▼▼▼

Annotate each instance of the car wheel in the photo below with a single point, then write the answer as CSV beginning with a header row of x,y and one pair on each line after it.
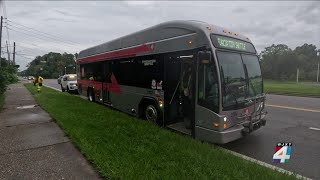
x,y
62,89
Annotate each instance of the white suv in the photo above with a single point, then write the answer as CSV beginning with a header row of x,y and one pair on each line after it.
x,y
69,83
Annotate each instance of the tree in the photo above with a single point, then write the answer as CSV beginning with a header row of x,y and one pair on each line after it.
x,y
281,63
52,65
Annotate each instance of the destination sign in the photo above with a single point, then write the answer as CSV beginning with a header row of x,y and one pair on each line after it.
x,y
232,43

▲▲▲

TASK DIRECTIONS: Reproduce every record word for word. The copy must contain no pictures.

RESULT OF THE EXERCISE:
Annotate each instance of the car wheel in the photo below with a single point, then write the answer as CSV beginning with a header row of x,y and one pair on each line after it.
x,y
62,89
Annotate each instance of the white suv in the photo above with a single point, then write the answer as CSV beginning with a header row of x,y and one pair on each line after it.
x,y
69,83
Annotate each instance of the tree in the photo above with a single point, then write the answer as CSV beginning with a header row of x,y and one pair on each line after it.
x,y
281,63
52,65
Annotate each instance of the destination sign in the photo above with a single point, then write the answer as CSV beginning with a header row of x,y and one pair on each line after it.
x,y
232,43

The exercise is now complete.